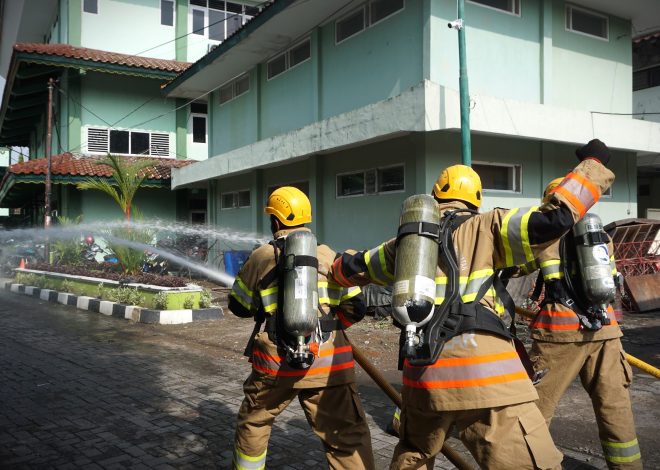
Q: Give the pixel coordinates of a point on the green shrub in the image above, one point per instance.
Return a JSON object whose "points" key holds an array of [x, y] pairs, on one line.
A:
{"points": [[188, 302], [205, 298], [160, 301]]}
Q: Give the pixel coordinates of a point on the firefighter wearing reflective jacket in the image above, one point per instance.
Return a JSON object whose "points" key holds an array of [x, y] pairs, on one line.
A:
{"points": [[567, 343], [289, 361], [478, 382]]}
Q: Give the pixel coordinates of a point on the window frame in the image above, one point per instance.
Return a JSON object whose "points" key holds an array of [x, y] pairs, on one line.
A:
{"points": [[173, 13], [507, 165], [511, 13], [364, 172], [366, 19], [569, 7], [287, 58]]}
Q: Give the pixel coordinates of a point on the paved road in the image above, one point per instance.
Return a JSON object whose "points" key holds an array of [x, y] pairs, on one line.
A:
{"points": [[81, 390]]}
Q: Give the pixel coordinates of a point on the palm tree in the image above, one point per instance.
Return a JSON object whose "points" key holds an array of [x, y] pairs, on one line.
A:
{"points": [[128, 176]]}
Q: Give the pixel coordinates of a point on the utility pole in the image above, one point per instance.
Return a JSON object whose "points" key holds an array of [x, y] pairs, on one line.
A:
{"points": [[49, 136], [459, 25]]}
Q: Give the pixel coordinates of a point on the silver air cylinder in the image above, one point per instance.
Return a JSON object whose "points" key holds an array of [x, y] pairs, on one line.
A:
{"points": [[413, 293], [594, 262], [301, 298]]}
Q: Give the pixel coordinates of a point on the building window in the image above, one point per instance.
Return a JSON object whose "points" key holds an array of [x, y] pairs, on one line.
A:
{"points": [[289, 59], [372, 181], [217, 19], [167, 12], [365, 17], [235, 199], [123, 142], [509, 6], [499, 176], [198, 114], [91, 6], [234, 88], [586, 22]]}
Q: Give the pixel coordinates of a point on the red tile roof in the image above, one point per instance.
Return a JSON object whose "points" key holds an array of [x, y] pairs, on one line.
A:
{"points": [[67, 164], [95, 55]]}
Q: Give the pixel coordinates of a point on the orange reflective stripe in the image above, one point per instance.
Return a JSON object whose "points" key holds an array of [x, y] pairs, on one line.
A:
{"points": [[478, 382], [572, 198]]}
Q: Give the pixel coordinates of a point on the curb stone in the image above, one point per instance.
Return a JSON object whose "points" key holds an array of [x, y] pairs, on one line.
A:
{"points": [[114, 309]]}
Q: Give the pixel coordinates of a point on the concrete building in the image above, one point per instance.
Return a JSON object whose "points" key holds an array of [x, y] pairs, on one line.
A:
{"points": [[109, 59], [356, 102]]}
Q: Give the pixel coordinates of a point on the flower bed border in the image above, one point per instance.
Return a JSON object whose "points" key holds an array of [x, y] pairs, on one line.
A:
{"points": [[114, 309]]}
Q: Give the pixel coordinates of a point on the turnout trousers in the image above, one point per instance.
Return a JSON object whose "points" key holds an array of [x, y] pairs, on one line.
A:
{"points": [[513, 436], [606, 376], [334, 413]]}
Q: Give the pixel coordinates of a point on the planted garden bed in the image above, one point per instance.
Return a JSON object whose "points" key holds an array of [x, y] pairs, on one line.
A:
{"points": [[119, 290]]}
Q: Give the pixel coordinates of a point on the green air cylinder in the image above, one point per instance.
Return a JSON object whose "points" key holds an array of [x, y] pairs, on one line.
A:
{"points": [[301, 297], [413, 292], [594, 260]]}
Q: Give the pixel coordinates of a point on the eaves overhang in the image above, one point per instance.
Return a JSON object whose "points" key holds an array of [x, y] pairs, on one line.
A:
{"points": [[279, 25], [427, 107]]}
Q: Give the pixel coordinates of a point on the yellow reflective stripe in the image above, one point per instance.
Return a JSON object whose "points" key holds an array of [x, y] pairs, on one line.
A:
{"points": [[550, 262], [350, 293], [529, 256], [504, 232], [246, 462]]}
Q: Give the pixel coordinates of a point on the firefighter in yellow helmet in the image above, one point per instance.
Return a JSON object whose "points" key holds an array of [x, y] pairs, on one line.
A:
{"points": [[322, 375], [567, 342], [476, 381]]}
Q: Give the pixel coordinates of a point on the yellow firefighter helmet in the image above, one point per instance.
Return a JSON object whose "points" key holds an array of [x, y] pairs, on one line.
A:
{"points": [[459, 182], [290, 206]]}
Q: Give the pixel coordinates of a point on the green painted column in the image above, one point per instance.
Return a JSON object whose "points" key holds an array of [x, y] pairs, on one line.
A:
{"points": [[466, 150], [181, 129], [180, 30]]}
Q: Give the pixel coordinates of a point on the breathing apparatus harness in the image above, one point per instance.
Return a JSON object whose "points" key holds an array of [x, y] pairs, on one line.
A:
{"points": [[453, 316], [298, 354]]}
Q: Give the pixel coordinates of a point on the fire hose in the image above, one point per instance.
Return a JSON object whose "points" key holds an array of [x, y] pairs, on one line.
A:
{"points": [[453, 456], [632, 360]]}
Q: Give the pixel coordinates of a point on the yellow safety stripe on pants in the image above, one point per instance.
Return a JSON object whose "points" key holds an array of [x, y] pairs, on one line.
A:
{"points": [[377, 266], [246, 462], [621, 452], [241, 293], [269, 299]]}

************

> _INSTRUCTIONS TO FOLLOW_:
Reproduce, word for word, every line from the start of the records down to and including the line with "the firefighter wearing"; skip the pictures.

> _RESPONSE FOR THIS EXERCISE_:
Q: Give the pixel coordinates of a point on the green shrub in the image above, one point per instance.
Return a JSON object whose "points" key holds an array of [x, y] pairs, on one line.
A:
{"points": [[188, 302], [205, 298], [160, 301]]}
Q: Give the pixel coordinates of a point on the firefighter wearing reflective jacket in the image above, one point per instance.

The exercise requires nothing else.